• **Action item**:
Quote each record exactly, please, leaving none out.

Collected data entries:
────────────────

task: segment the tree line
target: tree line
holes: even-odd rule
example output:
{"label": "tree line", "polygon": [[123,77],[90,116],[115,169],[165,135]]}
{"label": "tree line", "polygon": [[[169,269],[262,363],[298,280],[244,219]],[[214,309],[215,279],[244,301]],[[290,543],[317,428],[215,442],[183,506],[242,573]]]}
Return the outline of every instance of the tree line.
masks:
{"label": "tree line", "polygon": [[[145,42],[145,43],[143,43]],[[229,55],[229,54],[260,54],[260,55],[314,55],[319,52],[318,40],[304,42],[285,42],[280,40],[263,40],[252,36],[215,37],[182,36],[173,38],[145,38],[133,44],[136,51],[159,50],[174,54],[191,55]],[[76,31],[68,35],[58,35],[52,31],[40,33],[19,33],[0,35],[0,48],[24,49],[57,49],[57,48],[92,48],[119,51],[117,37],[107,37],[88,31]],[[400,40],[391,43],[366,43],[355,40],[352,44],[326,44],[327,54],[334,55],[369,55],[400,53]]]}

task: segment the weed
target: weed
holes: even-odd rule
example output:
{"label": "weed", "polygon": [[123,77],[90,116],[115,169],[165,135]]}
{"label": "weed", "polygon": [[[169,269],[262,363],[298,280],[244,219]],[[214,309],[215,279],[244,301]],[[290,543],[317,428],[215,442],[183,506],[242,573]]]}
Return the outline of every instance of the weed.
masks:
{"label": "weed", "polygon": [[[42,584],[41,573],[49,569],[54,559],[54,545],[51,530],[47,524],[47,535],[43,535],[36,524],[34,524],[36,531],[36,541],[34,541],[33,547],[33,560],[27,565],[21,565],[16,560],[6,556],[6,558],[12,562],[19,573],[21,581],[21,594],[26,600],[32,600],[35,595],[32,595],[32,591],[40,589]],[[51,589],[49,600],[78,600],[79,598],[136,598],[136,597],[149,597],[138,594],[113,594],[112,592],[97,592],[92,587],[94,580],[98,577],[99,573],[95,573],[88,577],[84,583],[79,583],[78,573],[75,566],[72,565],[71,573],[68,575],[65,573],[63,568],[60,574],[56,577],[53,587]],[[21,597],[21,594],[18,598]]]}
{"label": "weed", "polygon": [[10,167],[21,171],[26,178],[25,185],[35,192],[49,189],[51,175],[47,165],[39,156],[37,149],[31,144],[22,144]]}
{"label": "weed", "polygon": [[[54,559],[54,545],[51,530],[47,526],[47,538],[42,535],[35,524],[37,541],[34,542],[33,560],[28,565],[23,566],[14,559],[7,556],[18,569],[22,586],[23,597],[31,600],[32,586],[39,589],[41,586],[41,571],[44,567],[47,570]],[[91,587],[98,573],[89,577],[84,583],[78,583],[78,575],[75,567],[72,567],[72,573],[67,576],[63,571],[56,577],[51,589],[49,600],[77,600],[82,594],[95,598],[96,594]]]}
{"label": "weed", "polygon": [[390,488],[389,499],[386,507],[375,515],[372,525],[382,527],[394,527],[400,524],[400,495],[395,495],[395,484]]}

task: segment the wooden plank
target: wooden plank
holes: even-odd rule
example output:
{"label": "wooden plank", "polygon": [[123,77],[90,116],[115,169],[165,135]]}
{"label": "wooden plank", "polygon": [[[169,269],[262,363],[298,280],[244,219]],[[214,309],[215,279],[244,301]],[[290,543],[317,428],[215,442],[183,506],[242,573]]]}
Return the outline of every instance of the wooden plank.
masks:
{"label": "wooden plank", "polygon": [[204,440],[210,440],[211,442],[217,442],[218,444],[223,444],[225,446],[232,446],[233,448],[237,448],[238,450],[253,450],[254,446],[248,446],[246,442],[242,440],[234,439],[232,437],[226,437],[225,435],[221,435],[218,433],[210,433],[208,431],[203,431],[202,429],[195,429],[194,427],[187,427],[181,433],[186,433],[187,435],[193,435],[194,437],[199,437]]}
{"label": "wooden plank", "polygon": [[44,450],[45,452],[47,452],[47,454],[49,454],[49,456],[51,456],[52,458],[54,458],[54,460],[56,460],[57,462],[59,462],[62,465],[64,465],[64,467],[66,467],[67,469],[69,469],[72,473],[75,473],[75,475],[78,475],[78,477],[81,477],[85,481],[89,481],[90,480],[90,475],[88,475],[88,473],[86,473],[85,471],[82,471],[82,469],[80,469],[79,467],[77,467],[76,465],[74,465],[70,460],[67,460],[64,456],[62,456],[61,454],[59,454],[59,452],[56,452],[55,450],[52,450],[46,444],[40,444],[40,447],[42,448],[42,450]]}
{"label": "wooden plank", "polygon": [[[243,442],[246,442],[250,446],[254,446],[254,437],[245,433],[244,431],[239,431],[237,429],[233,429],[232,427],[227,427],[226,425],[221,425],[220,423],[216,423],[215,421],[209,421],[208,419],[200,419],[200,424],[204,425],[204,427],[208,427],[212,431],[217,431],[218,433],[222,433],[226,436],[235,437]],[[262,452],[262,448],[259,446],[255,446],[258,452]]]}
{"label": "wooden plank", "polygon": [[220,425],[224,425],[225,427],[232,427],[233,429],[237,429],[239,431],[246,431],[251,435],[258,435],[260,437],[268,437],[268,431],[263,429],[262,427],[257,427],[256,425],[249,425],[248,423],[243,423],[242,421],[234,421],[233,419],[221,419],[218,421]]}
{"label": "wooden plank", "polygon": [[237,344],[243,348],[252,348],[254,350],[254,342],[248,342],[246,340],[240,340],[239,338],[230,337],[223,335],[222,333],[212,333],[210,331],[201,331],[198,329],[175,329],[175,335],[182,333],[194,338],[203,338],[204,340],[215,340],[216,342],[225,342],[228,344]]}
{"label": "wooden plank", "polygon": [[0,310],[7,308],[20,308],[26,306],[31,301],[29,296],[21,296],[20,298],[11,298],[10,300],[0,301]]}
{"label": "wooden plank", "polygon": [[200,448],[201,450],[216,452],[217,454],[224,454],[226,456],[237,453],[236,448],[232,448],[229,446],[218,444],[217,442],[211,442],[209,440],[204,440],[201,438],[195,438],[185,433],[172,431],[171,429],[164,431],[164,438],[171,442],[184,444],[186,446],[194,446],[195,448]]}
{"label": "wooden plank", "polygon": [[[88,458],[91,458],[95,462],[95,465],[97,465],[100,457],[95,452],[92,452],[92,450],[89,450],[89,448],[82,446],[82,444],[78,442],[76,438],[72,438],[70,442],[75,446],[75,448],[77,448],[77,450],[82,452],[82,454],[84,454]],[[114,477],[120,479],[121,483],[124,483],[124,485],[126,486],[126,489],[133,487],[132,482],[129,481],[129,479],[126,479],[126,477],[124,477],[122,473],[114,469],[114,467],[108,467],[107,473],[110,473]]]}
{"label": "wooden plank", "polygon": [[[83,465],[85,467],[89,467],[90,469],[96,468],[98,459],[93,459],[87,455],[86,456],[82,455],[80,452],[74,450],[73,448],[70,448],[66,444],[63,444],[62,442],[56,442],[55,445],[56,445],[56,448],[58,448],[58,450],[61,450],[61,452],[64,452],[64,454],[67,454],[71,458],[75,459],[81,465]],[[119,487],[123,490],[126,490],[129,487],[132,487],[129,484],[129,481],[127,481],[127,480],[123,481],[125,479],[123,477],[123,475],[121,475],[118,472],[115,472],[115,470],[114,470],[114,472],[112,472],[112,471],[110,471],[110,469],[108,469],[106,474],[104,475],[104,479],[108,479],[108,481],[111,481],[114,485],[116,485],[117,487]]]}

────────────────

• **Written response**:
task: segment the tree line
target: tree line
holes: even-odd rule
example output:
{"label": "tree line", "polygon": [[123,77],[90,116],[115,169],[165,135]]}
{"label": "tree line", "polygon": [[[169,269],[262,363],[298,280],[244,219]],[[214,309],[215,279],[244,301]],[[290,543],[317,428],[215,442],[183,506],[242,573]]]}
Return the outline of every instance of the tree line.
masks:
{"label": "tree line", "polygon": [[[145,42],[145,43],[143,43]],[[229,55],[229,54],[260,54],[260,55],[314,55],[319,52],[318,40],[304,42],[285,42],[280,40],[263,40],[252,36],[215,37],[182,36],[173,38],[145,38],[133,44],[136,51],[159,50],[174,54],[191,55]],[[76,31],[68,35],[58,35],[52,31],[40,33],[19,33],[0,35],[0,48],[24,49],[57,49],[57,48],[92,48],[119,51],[117,37],[107,37],[88,31]],[[400,40],[391,43],[366,43],[355,40],[352,44],[326,44],[327,54],[334,55],[369,55],[400,53]]]}

task: segment the weed
target: weed
holes: even-odd rule
example output:
{"label": "weed", "polygon": [[123,77],[90,116],[115,169],[165,135]]}
{"label": "weed", "polygon": [[[169,269],[262,363],[298,280],[244,219]],[[214,309],[215,279],[244,301]],[[290,543],[317,428],[215,442],[183,506],[242,573]]]}
Return the outline of every instance of the weed.
masks:
{"label": "weed", "polygon": [[[42,584],[41,573],[49,569],[54,559],[54,545],[51,530],[47,524],[47,535],[43,535],[36,524],[34,524],[36,531],[36,541],[34,541],[33,547],[33,560],[27,565],[21,565],[16,560],[6,556],[6,558],[12,562],[19,573],[21,581],[21,594],[26,600],[32,600],[35,595],[32,595],[32,591],[40,589]],[[51,589],[49,600],[78,600],[79,598],[136,598],[136,597],[149,597],[138,594],[113,594],[112,592],[97,592],[92,587],[94,580],[98,577],[99,573],[95,573],[88,577],[84,583],[79,583],[78,573],[75,566],[72,565],[71,573],[68,575],[65,573],[63,568],[60,574],[56,577],[53,587]],[[21,597],[21,594],[18,598]]]}
{"label": "weed", "polygon": [[10,167],[21,171],[26,178],[25,185],[35,192],[49,189],[51,175],[47,165],[39,156],[37,149],[31,144],[22,144]]}
{"label": "weed", "polygon": [[[54,559],[54,545],[51,530],[47,526],[47,538],[42,535],[35,524],[37,541],[34,542],[33,560],[28,565],[23,566],[14,559],[7,556],[18,569],[22,586],[23,597],[31,600],[32,586],[39,589],[41,586],[41,571],[44,567],[47,570]],[[91,587],[98,573],[89,577],[84,583],[78,583],[78,575],[75,567],[72,567],[72,573],[67,576],[63,571],[56,577],[51,589],[49,600],[77,600],[82,594],[95,598],[96,594]]]}
{"label": "weed", "polygon": [[390,488],[389,499],[386,507],[375,515],[372,525],[382,527],[394,527],[400,524],[400,495],[395,495],[395,484]]}

task: segment the wooden plank
target: wooden plank
holes: even-odd rule
example output:
{"label": "wooden plank", "polygon": [[123,77],[90,116],[115,169],[165,135]]}
{"label": "wooden plank", "polygon": [[[169,269],[262,363],[298,280],[244,219]],[[214,309],[215,279],[244,301]],[[290,543],[317,428],[215,442],[183,506],[242,573]]]}
Return the outline of every instance of the wooden plank.
masks:
{"label": "wooden plank", "polygon": [[204,440],[210,440],[211,442],[217,442],[218,444],[223,444],[225,446],[232,446],[233,448],[237,448],[238,450],[253,450],[254,446],[248,446],[246,442],[242,440],[234,439],[232,437],[226,437],[225,435],[221,435],[218,433],[210,433],[208,431],[203,431],[202,429],[195,429],[194,427],[187,427],[181,433],[186,433],[187,435],[193,435],[194,437],[199,437]]}
{"label": "wooden plank", "polygon": [[44,450],[45,452],[47,452],[47,454],[49,454],[49,456],[51,456],[52,458],[54,458],[54,460],[56,460],[57,462],[59,462],[62,465],[64,465],[64,467],[66,467],[67,469],[69,469],[72,473],[75,473],[75,475],[78,475],[78,477],[81,477],[85,481],[89,481],[90,480],[90,475],[88,475],[88,473],[86,473],[85,471],[82,471],[82,469],[80,469],[79,467],[77,467],[76,465],[74,465],[70,460],[67,460],[64,456],[62,456],[61,454],[59,454],[59,452],[56,452],[55,450],[52,450],[46,444],[40,444],[40,447],[42,448],[42,450]]}
{"label": "wooden plank", "polygon": [[[243,442],[246,442],[250,446],[254,446],[254,437],[245,433],[244,431],[239,431],[237,429],[233,429],[232,427],[227,427],[226,425],[221,425],[220,423],[216,423],[215,421],[209,421],[208,419],[200,419],[200,424],[204,425],[204,427],[208,427],[212,431],[217,431],[218,433],[222,433],[226,436],[235,437]],[[262,452],[262,448],[259,446],[255,446],[258,452]]]}
{"label": "wooden plank", "polygon": [[220,425],[224,425],[225,427],[232,427],[233,429],[237,429],[239,431],[246,431],[251,435],[258,435],[260,437],[268,437],[268,431],[263,429],[262,427],[257,427],[256,425],[249,425],[248,423],[243,423],[242,421],[234,421],[233,419],[221,419],[218,421]]}
{"label": "wooden plank", "polygon": [[237,344],[243,348],[252,348],[254,350],[254,342],[248,342],[246,340],[240,340],[239,338],[230,337],[223,335],[222,333],[212,333],[210,331],[201,331],[198,329],[175,329],[175,335],[182,333],[194,338],[203,338],[204,340],[215,340],[216,342],[225,342],[228,344]]}
{"label": "wooden plank", "polygon": [[0,310],[7,308],[20,308],[26,306],[31,301],[29,296],[21,296],[20,298],[11,298],[10,300],[0,301]]}
{"label": "wooden plank", "polygon": [[200,448],[201,450],[216,452],[217,454],[224,454],[226,456],[237,453],[236,448],[232,448],[229,446],[218,444],[217,442],[211,442],[209,440],[204,440],[201,438],[195,438],[185,433],[172,431],[171,429],[164,431],[164,438],[171,442],[184,444],[186,446],[194,446],[195,448]]}
{"label": "wooden plank", "polygon": [[[88,458],[91,458],[95,462],[95,465],[97,465],[100,457],[95,452],[92,452],[92,450],[89,450],[89,448],[82,446],[82,444],[78,442],[76,438],[72,438],[70,442],[75,446],[75,448],[77,448],[77,450],[82,452],[82,454],[84,454]],[[114,477],[120,479],[121,483],[124,483],[124,485],[126,486],[126,489],[133,487],[132,482],[129,481],[129,479],[126,479],[126,477],[124,477],[122,473],[114,469],[114,467],[108,467],[107,473],[110,473]]]}
{"label": "wooden plank", "polygon": [[[83,465],[85,467],[89,467],[90,469],[96,468],[98,459],[93,459],[87,455],[86,456],[82,455],[80,452],[74,450],[73,448],[70,448],[66,444],[63,444],[62,442],[56,442],[55,445],[56,445],[56,448],[58,448],[58,450],[61,450],[61,452],[64,452],[64,454],[67,454],[71,458],[75,459],[81,465]],[[119,487],[123,490],[126,490],[129,487],[132,487],[129,484],[129,481],[127,481],[127,480],[123,481],[125,479],[123,477],[123,475],[121,475],[118,472],[115,472],[115,470],[114,470],[114,472],[112,472],[112,471],[110,471],[110,469],[108,469],[106,474],[104,475],[104,479],[108,479],[108,481],[111,481],[114,485],[116,485],[117,487]]]}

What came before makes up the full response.